- Opening Delimiter -

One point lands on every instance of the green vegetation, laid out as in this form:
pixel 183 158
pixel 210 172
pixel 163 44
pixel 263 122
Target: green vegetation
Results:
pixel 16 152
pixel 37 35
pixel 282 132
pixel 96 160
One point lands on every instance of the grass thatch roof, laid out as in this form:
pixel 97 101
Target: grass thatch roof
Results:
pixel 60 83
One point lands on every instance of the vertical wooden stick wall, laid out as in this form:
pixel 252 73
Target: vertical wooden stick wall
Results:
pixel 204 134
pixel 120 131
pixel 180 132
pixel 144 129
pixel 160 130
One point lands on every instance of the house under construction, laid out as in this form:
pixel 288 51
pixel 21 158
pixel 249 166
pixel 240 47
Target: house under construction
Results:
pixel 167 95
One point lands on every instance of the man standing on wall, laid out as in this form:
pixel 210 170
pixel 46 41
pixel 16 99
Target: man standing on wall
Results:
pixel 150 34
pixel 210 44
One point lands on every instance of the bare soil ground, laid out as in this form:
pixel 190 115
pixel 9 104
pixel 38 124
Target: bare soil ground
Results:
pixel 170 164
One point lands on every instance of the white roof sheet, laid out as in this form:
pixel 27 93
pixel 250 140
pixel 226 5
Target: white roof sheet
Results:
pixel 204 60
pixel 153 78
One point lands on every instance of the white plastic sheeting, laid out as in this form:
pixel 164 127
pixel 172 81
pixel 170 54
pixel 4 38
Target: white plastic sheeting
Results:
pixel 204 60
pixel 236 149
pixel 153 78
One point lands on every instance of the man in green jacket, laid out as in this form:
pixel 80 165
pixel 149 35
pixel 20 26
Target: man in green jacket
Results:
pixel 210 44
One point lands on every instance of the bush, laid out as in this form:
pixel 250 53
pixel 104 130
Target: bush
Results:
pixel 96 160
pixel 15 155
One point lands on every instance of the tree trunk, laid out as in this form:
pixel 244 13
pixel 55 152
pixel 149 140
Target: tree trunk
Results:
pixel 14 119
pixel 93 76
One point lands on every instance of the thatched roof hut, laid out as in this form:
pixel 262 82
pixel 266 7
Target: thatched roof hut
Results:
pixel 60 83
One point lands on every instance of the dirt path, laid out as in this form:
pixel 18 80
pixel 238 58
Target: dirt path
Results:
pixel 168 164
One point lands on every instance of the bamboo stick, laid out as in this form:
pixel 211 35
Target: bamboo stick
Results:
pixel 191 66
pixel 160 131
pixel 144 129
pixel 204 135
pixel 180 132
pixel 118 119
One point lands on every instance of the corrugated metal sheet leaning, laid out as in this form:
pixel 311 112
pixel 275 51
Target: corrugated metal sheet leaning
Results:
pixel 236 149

- Closing Delimiter -

● WHAT TO DO
Throughout the material above, find each line with "wooden" and return it.

● RESPONSE TO THIS EXERCISE
One point lands on every instance of the vertical wooden stick wall, laid out as in this form:
Target: vertical wooden stick wall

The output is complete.